▶ **ACTIVITY LIST**:
A. Which words and phrases does the passage about a universal basic income (UBI) put in quotation marks? List every one.
B. Can you carry the passage about a universal basic income (UBI) further, picking up after its final sentence?

▶ **EXERCISE PASSAGE**:

***

No. I favor policy not straying too far from reality toward ideological platitudes.
Respectfully, the rest of your post isn't addressing my arguments. We can discuss all day about what "maximizing health and happiness" means, or how much the wealthy "deserve" for their contributions to society, and what "good in the world" is, but it doesn't matter. None of it matters if top earners and your most productive (even in explicit dollar values) leave, which is exactly what will happen with a UBI greatly exaggerating these issues.
The only way I can interpret your post as a rebuttal is if you honestly believe that top earners moving to other countries will not have a catastrophic effect on the nation's economy (and the "health and happiness" of its citizens), but you didn't say that.
Nevertheless, it's certainly possible in principle for there to be a situation where the top earners leave and it's better for society. As an absurd proof of concept: if the top holders of dollars are a handful of crooks who literally just extort the money from everyone else, and you get them to leave. In that situation, there's zero concern about them taking the dollars with them. You just continue giving everyone the UBI anyway, regardless of "revenue" and that means the dollar supply increases. This causes inflation, but everyone has more dollars to go along with that. Meanwhile, the crooks aren't getting more dollars, so their buying power is diluted. The entire effect amounts to returning buying-power to the rest of the citizens and reducing it from the crooks. It has no impact in any way on the productivity and real wealth in terms of goods and services — except that when you spread buying power out widely it will tend to support a much healthier economy… (all of this works whether the crooks leave or not, it's just even easier to dilute their buying power and political influence if they leave — except that what happens in most cases like this is the crooks wage real physical war to maintain their wealth and power rather than just sulk and go away).
So, the top "earners" moving away means reduced influence from them in all sorts of ways monetarily. But if those people happen to actually be important to the economy rather than mere leeches, then we may see a serious downturn as a result, albeit potentially offset somewhat by the economic benefits of giving more buying power to those who will use it for productive economic ends (fixing their houses, caring for kids, buying new goods) where the wealthiest folks just save it and don't need thousands of pairs of pants etc.

***

▶ **SUPPLIED RECORDS**:
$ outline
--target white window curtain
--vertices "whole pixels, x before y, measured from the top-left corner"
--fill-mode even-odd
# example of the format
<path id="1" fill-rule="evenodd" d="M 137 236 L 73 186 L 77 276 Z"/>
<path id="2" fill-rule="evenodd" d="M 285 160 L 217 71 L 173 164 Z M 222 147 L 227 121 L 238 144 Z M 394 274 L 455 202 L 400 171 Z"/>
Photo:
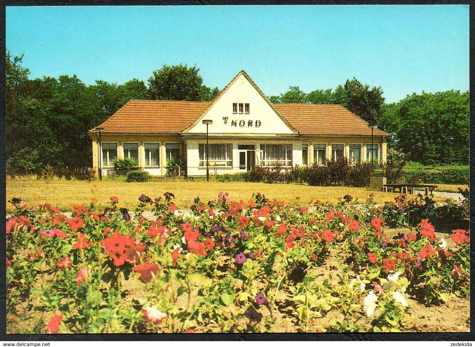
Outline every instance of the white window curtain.
<path id="1" fill-rule="evenodd" d="M 209 166 L 233 166 L 233 145 L 231 144 L 209 144 Z M 206 144 L 199 145 L 200 166 L 206 166 Z"/>
<path id="2" fill-rule="evenodd" d="M 117 145 L 116 143 L 101 144 L 102 147 L 103 167 L 114 166 L 114 161 L 117 158 Z"/>
<path id="3" fill-rule="evenodd" d="M 263 166 L 292 166 L 292 145 L 261 145 Z"/>
<path id="4" fill-rule="evenodd" d="M 160 164 L 160 144 L 146 143 L 144 144 L 145 150 L 145 166 L 158 166 Z"/>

***

▶ **ANSWERS TO THE EXERCISE**:
A.
- "maximizing health and happiness"
- "deserve"
- "good in the world"
- "health and happiness"
- "revenue"
- "earners"

B.
In short: it's absurdly simplistic to believe either that UBI necessarily leads to economic boon or catastrophe. It all depends on tons and tons of details which way it goes (of which the productive vs leech status of wealthiest folks is just one of those details).
UBI decreases government efficiency because now it has to process sending out checks to every citizen (and some non-citizens, and some dead ones, and some fake ones).
UBI increases taxes because citizens will pay for it.
UBI increases poverty because fewer people will choose to work.
UBI increases crime because more people are impoverished.
UBI increases socialism because that's what it is -- income redistribution, formerly known as theft.
UBI increases the risk of tax revolt.
Automation increases government efficiency because, well, who sends checks? The IRS uses direct withdrawals and deposits...
Automation increases the potentially taxable corporate revenue.
Automation increases poverty because fewer people are allowed to work.
Automation increases crime because more people are impoverished.
Socialism is "bad", m'kay?
Automation increases the risk of a revolt, see poverty.
Automation is here and even more is coming. Without some form of support for the citizens, it's going to create a lot of problems, and not just theoretical "people choosing not to work is bad, and so is socialism" type of problems.